Given passage.
--
Addressing traumatic stress in veterinary medicine

Article

An expert explained how trauma, burnout, and discrimination in the workplace can directly affect personal wellbeing

Tanya / stock.adobe.com

Tanya / stock.adobe.com

Focusing on wellbeing is very important in veterinary medicine because of the rising concern and experience of burnout in the profession. Angie Arora, MSW, RSW, explained in an Atlantic Coast Veterinary Conference session1 in Atlantic City, New Jersey, that discrimination, trauma, and oppression all impact the wellbeing of veterinary professionals. In her session, Arora went through the meaning of these words and how they can affect everyone differently.

Trauma types

Secondary traumatic stress

Arora explained how primary trauma is when something directly affects you, however secondary trauma can happen when you are witnessing trauma. An example of this would be witnessing trauma experienced by a patient in pain or a client being told devasting news about their pet. Experiencing this secondary trauma time after time at work can deteriorate your passion and begin to cause stress-related symptoms like chronic fatigue, panic attacks, sleeping problems, etc. affecting your overall health and wellbeing.

Individual and systemic trauma

Individual trauma is direct exposure to a situation or experience that threatens one’s sense of safety. Arora gives an example of this by stating, “A client who refuses to be seen by an indigenous veterinarian.” Then, later she said, “Can we agree that that's discrimination? If it's discrimination, how is it trauma?”

“That make us feel unsafe, that make us feel unseen, not validated. My whole identity is now in question: that's a safety issue,” she added. This discrimination now turns into trauma from that fact that someone’s identity is being targeted. Dealing with this type of discrimination, and in-turn trauma, day after day at work can become taxing on an individual and decrease work satisfaction.

Systemic trauma is “practices and procedures implemented by institutions or their leaders that directly or indirectly cause harm to particular people or specific groups of people. It perpetuates inequities, injustices, marginalization, exploitation, and oppression of certain groups through things such as denying opportunities, exclusionary tactics, preferential treatment of those from socially dominant groups, etc,” according to Arora.

Systemic trauma can come from the workplace directly with the policies not being followed accordingly. If the same example from above is used, the systemic trauma would come from the hospital this veterinarian works at when it “looks the other way” when this discrimination happens. The hospital may have antidiscrimination policies in place, but not putting these polices to use is what makes it a systemic issue. This can cause the veterinarian to feel undervalued and unrecognized at their workplace.
--
Material shown.
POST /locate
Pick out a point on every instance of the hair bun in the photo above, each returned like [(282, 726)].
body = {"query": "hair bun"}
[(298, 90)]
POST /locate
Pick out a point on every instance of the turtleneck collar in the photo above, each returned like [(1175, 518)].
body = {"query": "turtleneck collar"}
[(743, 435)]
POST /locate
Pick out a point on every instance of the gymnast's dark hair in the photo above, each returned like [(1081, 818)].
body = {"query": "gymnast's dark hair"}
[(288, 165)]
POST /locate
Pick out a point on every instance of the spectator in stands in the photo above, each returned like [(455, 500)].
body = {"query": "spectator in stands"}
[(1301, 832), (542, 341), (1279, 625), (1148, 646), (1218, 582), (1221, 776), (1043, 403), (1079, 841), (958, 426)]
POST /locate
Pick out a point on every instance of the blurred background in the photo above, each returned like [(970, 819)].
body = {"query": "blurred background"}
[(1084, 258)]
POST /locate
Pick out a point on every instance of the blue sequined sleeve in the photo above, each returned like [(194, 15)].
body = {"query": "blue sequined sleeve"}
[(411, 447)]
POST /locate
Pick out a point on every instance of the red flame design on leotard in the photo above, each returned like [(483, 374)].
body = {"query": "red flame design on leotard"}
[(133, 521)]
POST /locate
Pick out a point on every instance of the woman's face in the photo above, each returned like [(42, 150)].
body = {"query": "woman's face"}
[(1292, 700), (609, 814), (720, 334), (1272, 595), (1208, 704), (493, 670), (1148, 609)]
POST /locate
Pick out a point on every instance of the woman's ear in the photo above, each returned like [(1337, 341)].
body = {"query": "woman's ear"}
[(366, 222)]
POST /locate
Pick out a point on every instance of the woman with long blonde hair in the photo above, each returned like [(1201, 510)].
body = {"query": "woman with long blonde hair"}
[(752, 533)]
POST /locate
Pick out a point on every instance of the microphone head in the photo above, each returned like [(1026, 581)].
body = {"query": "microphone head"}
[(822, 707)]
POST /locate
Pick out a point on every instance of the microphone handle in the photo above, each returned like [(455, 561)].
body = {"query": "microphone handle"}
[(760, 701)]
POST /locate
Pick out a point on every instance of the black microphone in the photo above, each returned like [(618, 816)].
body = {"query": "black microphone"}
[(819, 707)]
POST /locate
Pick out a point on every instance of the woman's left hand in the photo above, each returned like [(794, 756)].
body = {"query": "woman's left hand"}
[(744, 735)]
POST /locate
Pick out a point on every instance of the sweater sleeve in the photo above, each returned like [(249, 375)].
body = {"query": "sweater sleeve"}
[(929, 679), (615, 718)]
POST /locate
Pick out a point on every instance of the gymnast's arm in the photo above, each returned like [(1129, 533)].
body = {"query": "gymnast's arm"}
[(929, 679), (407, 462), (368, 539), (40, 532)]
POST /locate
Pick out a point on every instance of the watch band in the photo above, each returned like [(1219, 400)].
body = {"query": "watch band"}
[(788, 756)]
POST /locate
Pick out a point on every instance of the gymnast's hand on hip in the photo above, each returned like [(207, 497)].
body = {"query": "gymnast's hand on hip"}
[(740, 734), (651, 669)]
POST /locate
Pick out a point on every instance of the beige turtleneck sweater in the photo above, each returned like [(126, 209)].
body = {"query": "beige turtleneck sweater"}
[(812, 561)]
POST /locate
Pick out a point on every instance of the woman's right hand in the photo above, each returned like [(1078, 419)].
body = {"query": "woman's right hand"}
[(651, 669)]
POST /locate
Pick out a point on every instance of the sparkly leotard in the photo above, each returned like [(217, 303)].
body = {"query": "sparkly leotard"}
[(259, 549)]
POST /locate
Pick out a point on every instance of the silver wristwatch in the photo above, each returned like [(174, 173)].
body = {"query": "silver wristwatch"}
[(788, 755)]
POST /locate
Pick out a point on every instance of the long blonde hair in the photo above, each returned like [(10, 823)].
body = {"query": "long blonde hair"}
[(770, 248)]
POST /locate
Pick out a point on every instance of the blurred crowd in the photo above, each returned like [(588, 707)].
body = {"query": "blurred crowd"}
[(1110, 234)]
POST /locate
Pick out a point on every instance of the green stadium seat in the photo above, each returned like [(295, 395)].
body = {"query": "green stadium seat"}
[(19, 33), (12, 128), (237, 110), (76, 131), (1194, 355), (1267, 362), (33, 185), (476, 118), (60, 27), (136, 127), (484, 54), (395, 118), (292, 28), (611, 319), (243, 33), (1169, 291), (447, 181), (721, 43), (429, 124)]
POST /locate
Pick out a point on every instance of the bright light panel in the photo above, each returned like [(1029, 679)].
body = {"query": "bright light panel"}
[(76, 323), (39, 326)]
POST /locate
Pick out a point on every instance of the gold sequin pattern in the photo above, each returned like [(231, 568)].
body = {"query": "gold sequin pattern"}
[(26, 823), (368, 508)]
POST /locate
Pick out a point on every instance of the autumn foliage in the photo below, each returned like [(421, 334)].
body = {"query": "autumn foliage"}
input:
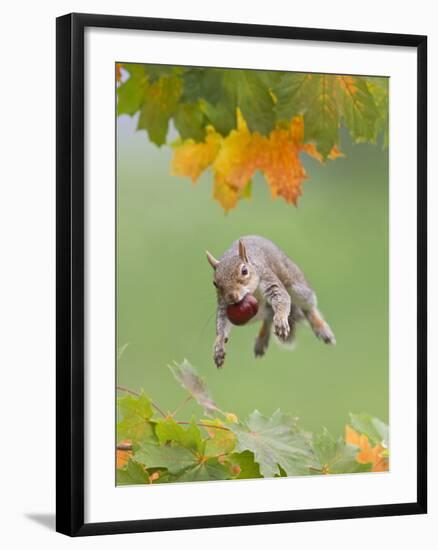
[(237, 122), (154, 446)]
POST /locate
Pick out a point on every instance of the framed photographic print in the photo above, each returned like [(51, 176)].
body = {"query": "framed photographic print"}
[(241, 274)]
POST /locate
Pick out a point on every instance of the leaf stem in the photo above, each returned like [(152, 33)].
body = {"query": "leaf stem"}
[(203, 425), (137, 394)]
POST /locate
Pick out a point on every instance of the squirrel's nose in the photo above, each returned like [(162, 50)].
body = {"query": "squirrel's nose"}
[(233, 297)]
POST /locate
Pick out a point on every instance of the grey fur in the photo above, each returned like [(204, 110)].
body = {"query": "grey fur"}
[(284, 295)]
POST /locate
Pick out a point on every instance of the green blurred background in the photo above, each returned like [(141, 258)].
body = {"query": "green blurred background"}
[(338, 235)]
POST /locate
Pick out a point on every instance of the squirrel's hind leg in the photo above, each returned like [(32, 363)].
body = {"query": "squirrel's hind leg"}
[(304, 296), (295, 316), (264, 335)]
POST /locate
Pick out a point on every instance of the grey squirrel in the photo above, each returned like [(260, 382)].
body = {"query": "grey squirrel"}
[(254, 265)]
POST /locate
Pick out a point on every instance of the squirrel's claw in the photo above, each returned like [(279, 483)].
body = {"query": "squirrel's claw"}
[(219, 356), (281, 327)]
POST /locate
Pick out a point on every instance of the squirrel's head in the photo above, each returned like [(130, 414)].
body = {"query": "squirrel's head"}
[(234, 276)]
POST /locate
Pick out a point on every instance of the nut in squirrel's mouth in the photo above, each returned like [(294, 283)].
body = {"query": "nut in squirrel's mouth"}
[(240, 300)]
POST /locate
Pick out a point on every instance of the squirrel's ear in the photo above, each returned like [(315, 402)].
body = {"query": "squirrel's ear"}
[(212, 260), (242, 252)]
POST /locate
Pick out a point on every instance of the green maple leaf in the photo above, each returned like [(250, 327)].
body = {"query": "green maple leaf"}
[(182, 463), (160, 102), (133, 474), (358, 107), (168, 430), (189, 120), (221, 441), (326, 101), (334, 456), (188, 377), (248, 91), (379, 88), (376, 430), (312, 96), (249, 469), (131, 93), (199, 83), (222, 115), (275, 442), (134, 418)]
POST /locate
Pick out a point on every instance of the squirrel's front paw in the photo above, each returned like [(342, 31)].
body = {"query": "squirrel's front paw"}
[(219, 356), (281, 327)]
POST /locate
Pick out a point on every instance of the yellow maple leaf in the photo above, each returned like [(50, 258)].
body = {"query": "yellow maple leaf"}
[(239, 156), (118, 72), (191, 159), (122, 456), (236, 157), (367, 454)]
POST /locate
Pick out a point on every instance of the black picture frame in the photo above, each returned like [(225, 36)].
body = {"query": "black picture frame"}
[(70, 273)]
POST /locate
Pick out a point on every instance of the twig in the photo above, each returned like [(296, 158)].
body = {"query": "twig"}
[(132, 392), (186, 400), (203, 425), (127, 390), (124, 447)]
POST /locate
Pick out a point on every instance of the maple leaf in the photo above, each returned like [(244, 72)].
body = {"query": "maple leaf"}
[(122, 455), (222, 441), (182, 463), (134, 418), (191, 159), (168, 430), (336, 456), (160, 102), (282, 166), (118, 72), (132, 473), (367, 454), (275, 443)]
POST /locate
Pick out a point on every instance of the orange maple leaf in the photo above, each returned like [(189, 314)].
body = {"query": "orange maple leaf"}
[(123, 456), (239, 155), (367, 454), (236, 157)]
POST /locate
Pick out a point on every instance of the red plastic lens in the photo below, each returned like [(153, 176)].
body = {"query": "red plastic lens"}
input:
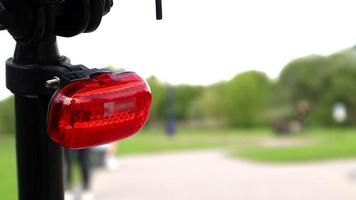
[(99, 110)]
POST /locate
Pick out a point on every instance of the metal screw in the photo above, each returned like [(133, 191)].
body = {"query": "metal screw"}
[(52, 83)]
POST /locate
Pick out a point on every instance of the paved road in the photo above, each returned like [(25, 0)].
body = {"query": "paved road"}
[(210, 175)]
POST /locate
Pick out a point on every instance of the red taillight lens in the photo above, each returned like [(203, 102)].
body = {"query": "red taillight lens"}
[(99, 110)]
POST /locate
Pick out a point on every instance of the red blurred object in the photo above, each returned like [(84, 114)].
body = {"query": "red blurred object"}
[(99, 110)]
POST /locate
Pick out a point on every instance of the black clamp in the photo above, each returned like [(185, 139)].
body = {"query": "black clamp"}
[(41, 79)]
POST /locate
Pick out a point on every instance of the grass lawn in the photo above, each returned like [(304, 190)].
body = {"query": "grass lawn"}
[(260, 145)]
--
Check your understanding.
A. In the veterinary trauma article, in what city was the conference session held?
B. Copy out the part of the veterinary trauma article that begins at the words "An expert explained" and stops after the words "affect everyone differently.".
The material has no role in this work.

Your responses.
A. Atlantic City, New Jersey.

B.
An expert explained how trauma, burnout, and discrimination in the workplace can directly affect personal wellbeing

Tanya / stock.adobe.com

Tanya / stock.adobe.com

Focusing on wellbeing is very important in veterinary medicine because of the rising concern and experience of burnout in the profession. Angie Arora, MSW, RSW, explained in an Atlantic Coast Veterinary Conference session1 in Atlantic City, New Jersey, that discrimination, trauma, and oppression all impact the wellbeing of veterinary professionals. In her session, Arora went through the meaning of these words and how they can affect everyone differently.